- [TASK DESCRIPTION]:
Gather every line in the rows below that contains the string "brand". Case counts, so a line only matches if its upper and lower case letters are the same.
-- start of SUPPLIED INFORMATION --
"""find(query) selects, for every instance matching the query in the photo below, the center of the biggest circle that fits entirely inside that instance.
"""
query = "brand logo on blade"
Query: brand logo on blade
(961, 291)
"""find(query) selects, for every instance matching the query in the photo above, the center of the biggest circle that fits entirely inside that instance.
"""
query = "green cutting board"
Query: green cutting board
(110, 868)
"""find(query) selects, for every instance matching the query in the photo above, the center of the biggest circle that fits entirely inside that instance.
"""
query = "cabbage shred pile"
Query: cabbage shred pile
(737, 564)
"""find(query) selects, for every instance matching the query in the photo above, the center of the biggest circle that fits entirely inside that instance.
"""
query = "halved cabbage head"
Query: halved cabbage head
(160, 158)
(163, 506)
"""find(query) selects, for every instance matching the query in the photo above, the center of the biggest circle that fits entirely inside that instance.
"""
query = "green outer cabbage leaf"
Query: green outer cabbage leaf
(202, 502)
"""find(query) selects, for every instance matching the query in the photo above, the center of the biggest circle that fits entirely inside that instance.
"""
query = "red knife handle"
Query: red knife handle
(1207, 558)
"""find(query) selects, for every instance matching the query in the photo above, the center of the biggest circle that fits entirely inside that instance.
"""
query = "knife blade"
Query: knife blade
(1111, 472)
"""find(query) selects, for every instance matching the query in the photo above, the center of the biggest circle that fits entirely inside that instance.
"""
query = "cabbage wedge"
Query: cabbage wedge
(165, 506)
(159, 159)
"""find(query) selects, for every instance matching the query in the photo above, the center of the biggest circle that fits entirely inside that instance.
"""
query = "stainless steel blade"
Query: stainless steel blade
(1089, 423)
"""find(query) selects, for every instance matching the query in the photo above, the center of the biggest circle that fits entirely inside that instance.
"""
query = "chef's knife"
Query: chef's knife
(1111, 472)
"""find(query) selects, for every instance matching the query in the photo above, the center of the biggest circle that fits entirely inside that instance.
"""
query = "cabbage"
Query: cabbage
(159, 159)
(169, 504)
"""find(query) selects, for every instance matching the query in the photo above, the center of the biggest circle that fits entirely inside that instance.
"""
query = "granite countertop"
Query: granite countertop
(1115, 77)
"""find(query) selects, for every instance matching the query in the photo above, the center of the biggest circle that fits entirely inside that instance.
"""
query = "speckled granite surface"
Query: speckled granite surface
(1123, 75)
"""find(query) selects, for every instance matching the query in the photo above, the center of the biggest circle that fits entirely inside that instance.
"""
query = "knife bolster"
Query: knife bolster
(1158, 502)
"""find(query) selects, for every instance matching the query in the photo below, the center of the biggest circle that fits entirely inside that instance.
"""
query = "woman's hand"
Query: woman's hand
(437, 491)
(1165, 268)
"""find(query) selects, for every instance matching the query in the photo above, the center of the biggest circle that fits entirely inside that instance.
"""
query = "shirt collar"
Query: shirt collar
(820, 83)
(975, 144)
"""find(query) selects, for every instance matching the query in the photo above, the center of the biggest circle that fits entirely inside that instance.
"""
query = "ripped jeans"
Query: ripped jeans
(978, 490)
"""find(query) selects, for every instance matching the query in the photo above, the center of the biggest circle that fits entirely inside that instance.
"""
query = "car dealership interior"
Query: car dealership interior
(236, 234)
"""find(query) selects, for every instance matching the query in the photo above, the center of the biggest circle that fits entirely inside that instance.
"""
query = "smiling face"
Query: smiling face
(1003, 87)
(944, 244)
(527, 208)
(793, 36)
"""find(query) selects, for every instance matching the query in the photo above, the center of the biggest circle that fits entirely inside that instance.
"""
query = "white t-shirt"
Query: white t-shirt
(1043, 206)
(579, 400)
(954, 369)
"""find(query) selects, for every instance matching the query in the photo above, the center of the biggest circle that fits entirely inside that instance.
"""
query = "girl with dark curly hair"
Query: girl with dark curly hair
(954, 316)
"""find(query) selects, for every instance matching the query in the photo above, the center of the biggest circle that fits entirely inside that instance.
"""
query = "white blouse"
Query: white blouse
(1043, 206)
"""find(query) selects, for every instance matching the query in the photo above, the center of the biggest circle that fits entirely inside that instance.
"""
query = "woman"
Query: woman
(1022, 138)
-- end of SUPPLIED INFORMATION --
- [CORRECT RESULT]:
query = "brand logo on blade"
Query: brand logo on blade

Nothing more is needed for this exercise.